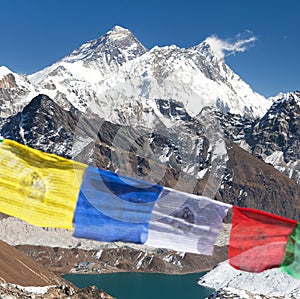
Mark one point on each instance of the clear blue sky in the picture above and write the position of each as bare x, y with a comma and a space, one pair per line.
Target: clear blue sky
36, 33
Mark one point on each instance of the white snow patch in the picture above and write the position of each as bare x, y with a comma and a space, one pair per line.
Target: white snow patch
271, 282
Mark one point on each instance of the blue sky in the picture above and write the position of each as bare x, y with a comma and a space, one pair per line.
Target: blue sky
36, 33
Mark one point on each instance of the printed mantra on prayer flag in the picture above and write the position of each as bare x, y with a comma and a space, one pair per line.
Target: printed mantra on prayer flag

**REQUIREMENT**
Each line from the one that includes "Target: blue sky" down to the close of the records above is to be given again exactly, and no other line is to appear.

**OUTPUT**
Target: blue sky
36, 33
Mark one point on each instance of the printed mantra on prayer flag in the picture above and write the position of each as bare x, y with a comma and a space, one pair per line.
Target: printed mantra on prayer flag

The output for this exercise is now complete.